_Exercise brief_. Pull out every line in the material below that contains the word "stalk" and copy each of those lines without changes.

_Records for the task_.
================
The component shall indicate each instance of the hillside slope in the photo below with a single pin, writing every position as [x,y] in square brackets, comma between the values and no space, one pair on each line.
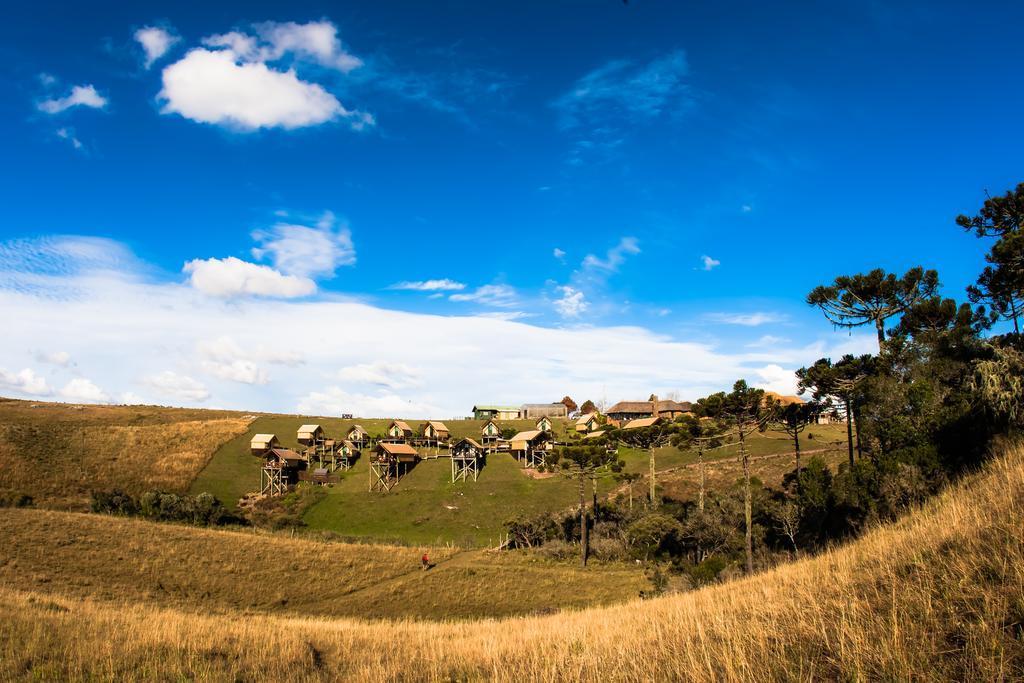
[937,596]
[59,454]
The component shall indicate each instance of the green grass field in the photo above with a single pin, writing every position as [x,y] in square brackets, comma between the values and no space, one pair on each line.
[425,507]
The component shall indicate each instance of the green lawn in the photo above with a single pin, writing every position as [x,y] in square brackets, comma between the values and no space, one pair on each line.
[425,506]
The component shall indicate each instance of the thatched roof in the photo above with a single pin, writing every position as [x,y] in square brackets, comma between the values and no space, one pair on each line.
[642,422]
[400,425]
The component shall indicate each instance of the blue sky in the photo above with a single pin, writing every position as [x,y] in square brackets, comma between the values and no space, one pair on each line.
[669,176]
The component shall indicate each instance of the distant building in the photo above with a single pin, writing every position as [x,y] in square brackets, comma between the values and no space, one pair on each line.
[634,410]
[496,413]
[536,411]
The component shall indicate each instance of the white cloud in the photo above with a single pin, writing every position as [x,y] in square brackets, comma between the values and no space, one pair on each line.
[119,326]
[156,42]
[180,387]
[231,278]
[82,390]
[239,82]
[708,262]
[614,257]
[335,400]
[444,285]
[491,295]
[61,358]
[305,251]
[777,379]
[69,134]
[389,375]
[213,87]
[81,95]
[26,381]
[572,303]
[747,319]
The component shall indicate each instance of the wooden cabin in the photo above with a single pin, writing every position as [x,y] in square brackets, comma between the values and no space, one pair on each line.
================
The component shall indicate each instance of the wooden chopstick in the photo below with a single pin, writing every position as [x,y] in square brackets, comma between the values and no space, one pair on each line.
================
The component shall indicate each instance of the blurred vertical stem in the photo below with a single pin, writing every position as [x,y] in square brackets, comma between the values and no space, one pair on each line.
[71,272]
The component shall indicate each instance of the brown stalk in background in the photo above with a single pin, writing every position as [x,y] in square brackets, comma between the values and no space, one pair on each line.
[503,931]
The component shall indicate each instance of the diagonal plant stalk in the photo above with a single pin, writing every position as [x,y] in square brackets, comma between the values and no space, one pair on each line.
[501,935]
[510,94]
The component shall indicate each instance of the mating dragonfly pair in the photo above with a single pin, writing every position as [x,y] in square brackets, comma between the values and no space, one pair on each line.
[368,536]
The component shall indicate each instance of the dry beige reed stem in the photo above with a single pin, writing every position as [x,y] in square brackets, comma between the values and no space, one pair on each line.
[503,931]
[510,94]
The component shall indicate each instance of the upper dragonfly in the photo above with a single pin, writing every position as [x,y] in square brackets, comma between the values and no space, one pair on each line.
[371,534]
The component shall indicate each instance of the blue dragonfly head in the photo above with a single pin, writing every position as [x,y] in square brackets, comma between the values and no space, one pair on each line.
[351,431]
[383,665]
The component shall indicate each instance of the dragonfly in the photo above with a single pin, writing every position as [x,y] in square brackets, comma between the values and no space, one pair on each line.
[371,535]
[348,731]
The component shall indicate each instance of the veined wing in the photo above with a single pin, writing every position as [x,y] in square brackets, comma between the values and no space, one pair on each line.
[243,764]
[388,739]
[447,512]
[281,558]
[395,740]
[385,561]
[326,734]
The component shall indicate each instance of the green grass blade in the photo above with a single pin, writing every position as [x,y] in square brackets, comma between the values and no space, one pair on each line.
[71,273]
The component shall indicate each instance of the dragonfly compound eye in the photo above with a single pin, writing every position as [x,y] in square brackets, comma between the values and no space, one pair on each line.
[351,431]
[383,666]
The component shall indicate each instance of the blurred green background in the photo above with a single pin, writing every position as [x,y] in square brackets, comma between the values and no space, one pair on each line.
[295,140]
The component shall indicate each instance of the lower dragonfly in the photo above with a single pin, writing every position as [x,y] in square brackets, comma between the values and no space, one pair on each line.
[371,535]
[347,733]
================
_Output below_.
The component shall indicate each instance of the brown stalk in background in the photo above with a single pin, writing every position as [x,y] in square brackets, comma between the values and no space, one pair on each line.
The component shall indicate each instance of the diagonal plant stalk in the photo above with a single pin, writing every position as [x,y] in square brackets, comma between the values and no space, one pair on each line.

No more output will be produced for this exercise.